(Given task):
Swap "Indicate" for "Mark" everywhere in the records and write them out again, leaving everything else unchanged.

----- Provided records -----

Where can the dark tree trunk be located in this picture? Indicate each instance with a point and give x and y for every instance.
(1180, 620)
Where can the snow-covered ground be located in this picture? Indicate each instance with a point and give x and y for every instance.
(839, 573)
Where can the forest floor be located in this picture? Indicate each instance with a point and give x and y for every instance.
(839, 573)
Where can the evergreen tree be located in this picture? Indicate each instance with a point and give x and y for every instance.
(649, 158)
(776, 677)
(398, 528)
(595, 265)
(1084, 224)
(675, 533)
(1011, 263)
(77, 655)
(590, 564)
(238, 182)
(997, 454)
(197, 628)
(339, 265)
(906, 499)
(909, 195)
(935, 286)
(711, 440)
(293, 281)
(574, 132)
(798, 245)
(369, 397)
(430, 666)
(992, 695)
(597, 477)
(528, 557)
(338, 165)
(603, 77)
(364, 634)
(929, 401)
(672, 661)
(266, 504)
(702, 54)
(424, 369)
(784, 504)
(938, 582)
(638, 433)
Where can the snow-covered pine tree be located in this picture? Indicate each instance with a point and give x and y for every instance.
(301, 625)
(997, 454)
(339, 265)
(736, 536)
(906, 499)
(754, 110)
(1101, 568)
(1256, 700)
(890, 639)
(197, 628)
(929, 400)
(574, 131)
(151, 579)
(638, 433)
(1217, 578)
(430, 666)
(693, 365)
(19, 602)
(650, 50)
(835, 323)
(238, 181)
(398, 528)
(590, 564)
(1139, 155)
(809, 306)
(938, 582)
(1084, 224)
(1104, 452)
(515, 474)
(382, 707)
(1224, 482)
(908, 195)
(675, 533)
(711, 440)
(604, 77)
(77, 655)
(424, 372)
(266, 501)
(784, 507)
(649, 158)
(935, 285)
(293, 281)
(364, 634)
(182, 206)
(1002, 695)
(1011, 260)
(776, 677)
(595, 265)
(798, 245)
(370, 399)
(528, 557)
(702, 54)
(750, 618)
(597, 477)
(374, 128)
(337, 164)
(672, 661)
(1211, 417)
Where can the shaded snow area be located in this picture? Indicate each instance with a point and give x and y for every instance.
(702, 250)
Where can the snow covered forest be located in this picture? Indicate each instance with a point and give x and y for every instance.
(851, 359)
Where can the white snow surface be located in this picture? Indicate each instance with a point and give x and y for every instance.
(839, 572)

-----

(Task solution):
Where can the dark tree trunk be located in this picture? Mark each instance with a point and give x and y for every instance.
(1180, 620)
Where can the snow-covered ground be located in this picture? Mark each instance with a point and give x and y for every instance.
(839, 573)
Where can the forest floor be located in this picture? Mark each instance with a point and give x and y for every instance.
(839, 573)
Where can the evergreen tree be located in this picture? Mark each instance with a point and give x and y for every instance.
(649, 158)
(776, 677)
(398, 528)
(595, 265)
(1084, 224)
(675, 533)
(1011, 263)
(77, 655)
(590, 564)
(238, 182)
(997, 454)
(197, 628)
(339, 265)
(906, 499)
(909, 195)
(935, 286)
(711, 440)
(293, 281)
(574, 132)
(798, 245)
(369, 397)
(430, 666)
(992, 695)
(597, 477)
(528, 557)
(338, 165)
(603, 77)
(364, 634)
(929, 401)
(672, 661)
(266, 504)
(702, 54)
(424, 369)
(784, 504)
(938, 582)
(638, 433)
Where can the snow-covered pine tree be located in this picture? Mark each instance with a point and give x and y for every instance.
(301, 625)
(997, 454)
(339, 265)
(736, 536)
(906, 499)
(754, 110)
(1101, 568)
(1256, 700)
(890, 639)
(197, 628)
(929, 400)
(574, 131)
(151, 579)
(638, 433)
(1217, 578)
(430, 666)
(693, 365)
(19, 602)
(650, 50)
(835, 323)
(238, 181)
(398, 528)
(590, 564)
(1139, 155)
(809, 306)
(938, 582)
(1084, 224)
(1104, 452)
(515, 474)
(382, 707)
(1224, 482)
(908, 195)
(675, 533)
(711, 440)
(604, 77)
(77, 655)
(424, 372)
(266, 501)
(784, 507)
(649, 158)
(935, 285)
(293, 281)
(364, 634)
(182, 206)
(1002, 695)
(1011, 260)
(776, 677)
(595, 265)
(798, 245)
(370, 399)
(528, 557)
(702, 54)
(750, 618)
(597, 477)
(374, 128)
(337, 164)
(672, 661)
(1211, 417)
Where can the shaded snow area be located in this picture? Mark each instance with a point and give x and y for every instance.
(702, 250)
Where can the snow covered forest be located in this picture? Mark each instance with a point and give x and y for every instance.
(851, 359)
Where can the white snow surface be located in this picture? Mark each instance with a point and give x and y for every instance.
(839, 572)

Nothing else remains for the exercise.